• TAREFA A: Liste as canções que, segundo o texto sobre o Led Zeppelin, haviam ficado de fora de trabalhos anteriores da banda.
• TAREFA B: Redigite, sem alterações, o trecho do texto sobre o Led Zeppelin que começa nas palavras contendo "Fazendo parte do" e termina em "o álbum inteiro.".
• TAREFA C: Com base no texto sobre o Led Zeppelin, explique por que "Kashmir" é apresentada como uma obra inovadora.

• TRECHO FORNECIDO:
------------

Assim como em outras vezes, a banda se reuniu em 1974 na inóspita região campestre de Hampshire, na velha mansão Headley Grange, onde já haviam produzido a maior parte das canções do seu disco de 1970, o Led Zeppelin III. Para essa nova empreitada, traziam composições novas, mas também muita coisa que havia sido deixada de fora de trabalhos anteriores, como as pesadas e exuberantes "Houses of the Holy" e "The Rover" (que deveriam ter entrado no disco anterior do grupo) e temas mais ecléticos, como "Down by the Riverside" e "Bron-Yr-Aur" (que deveria ter saído também no terceiro disco, Led Zeppelin 3).
Fazendo parte do material mais novo, estavam a frenética "Trampled Underfoot", com destaque para os entrelaçamentos da guitarra de Page e os teclados de J.P. Jones, o soturno e intenso blues "In My Time of Dying", repleto de viradas e mudanças de tempo e até hoje a mais longa faixa já gravada pela banda, e aquela que rivaliza com o clássico "Stairway to Heaven" como a mais perfeita música já gravada pelo Led Zep, na opinião deles mesmos: a épica e apoteótica "Kashmir", um assalto sensorial e atmosférico inédito na abordagem do grupo, pauleira e ao mesmo tempo inebriada de melodias indianas e místicas. Essa inovadora obra-prima já valeria, por si só, o álbum inteiro.
Porém há mais: a melancólica "Ten Years Gone", repleta de nuanças e camadas sonoras que vão se sobrepondo umas às outras, de forma surpreendente para o desavisado ouvinte, a viajante e progressiva "In the Light", e o ataque frontal de hard rock puro em "Sick Again".

------------

• SEÇÃO DE DADOS:
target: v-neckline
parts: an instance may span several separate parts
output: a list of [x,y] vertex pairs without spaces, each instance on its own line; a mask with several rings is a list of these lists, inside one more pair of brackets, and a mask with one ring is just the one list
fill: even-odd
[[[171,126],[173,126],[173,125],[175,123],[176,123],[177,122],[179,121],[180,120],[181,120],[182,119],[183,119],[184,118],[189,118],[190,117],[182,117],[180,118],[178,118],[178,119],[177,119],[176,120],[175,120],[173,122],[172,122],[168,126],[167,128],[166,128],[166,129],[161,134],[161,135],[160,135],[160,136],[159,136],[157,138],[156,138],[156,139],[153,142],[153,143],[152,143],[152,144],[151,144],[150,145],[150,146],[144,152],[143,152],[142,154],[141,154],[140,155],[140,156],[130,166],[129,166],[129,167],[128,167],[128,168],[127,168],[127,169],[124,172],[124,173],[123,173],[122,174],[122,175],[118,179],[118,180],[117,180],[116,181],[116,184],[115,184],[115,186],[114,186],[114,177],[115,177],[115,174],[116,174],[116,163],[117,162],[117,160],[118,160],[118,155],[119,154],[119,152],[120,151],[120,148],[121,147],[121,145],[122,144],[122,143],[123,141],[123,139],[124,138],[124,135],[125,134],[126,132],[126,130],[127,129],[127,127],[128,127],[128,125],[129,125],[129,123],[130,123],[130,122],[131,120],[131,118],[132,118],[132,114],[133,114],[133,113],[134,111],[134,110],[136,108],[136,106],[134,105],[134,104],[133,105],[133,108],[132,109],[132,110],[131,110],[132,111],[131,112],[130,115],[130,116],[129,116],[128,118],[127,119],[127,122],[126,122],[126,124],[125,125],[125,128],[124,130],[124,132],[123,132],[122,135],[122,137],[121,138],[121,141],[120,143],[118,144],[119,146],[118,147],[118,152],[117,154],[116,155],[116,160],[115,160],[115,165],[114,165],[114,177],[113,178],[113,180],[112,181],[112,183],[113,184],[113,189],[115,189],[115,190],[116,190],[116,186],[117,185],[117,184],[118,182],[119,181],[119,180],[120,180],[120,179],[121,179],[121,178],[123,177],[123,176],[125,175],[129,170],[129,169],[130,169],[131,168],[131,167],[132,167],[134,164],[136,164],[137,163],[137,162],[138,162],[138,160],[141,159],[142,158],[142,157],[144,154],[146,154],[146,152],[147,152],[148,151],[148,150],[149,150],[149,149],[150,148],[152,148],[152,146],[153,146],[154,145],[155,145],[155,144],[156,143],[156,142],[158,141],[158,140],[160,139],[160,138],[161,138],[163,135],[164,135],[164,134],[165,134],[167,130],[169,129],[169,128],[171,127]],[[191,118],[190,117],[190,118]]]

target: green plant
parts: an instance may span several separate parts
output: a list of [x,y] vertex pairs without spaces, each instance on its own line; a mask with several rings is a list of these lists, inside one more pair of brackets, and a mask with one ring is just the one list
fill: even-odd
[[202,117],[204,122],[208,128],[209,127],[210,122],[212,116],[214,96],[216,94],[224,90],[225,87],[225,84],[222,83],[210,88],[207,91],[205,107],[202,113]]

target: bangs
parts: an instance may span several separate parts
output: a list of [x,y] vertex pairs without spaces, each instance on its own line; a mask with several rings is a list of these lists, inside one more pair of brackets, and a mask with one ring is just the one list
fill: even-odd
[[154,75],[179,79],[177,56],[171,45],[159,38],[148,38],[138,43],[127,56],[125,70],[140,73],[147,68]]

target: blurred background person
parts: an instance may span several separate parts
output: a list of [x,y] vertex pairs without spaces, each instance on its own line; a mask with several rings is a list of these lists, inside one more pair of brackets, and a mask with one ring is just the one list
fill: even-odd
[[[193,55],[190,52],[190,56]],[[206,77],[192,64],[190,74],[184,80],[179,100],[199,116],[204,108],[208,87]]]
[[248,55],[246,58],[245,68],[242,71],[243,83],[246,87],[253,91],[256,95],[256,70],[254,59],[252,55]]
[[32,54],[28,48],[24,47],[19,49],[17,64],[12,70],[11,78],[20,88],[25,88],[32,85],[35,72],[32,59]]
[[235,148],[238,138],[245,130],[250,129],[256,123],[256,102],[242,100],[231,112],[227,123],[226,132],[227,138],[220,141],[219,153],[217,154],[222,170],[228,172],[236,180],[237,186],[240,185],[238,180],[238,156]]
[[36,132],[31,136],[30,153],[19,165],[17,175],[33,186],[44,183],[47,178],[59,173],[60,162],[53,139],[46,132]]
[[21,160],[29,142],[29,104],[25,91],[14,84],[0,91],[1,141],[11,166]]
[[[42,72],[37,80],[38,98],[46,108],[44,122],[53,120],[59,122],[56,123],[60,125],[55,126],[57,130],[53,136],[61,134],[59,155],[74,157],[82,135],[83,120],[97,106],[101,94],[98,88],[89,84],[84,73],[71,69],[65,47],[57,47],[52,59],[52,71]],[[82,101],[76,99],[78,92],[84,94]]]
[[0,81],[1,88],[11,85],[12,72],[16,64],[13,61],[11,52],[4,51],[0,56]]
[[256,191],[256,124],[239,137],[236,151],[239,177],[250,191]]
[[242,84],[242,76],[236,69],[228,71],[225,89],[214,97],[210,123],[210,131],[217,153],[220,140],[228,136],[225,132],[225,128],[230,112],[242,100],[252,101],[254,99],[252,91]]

------------

• SAÍDA ESPERADA A:
- "Houses of the Holy"
- "The Rover"
- "Down by the Riverside"
- "Bron-Yr-Aur"

• SAÍDA ESPERADA B:
Fazendo parte do material mais novo, estavam a frenética "Trampled Underfoot", com destaque para os entrelaçamentos da guitarra de Page e os teclados de J.P. Jones, o soturno e intenso blues "In My Time of Dying", repleto de viradas e mudanças de tempo e até hoje a mais longa faixa já gravada pela banda, e aquela que rivaliza com o clássico "Stairway to Heaven" como a mais perfeita música já gravada pelo Led Zep, na opinião deles mesmos: a épica e apoteótica "Kashmir", um assalto sensorial e atmosférico inédito na abordagem do grupo, pauleira e ao mesmo tempo inebriada de melodias indianas e místicas. Essa inovadora obra-prima já valeria, por si só, o álbum inteiro.

• SAÍDA ESPERADA C: Segundo o texto, "Kashmir" é um assalto sensorial e atmosférico inédito na abordagem do grupo. A faixa é pesada ("pauleira") e, ao mesmo tempo, inebriada de melodias indianas e místicas.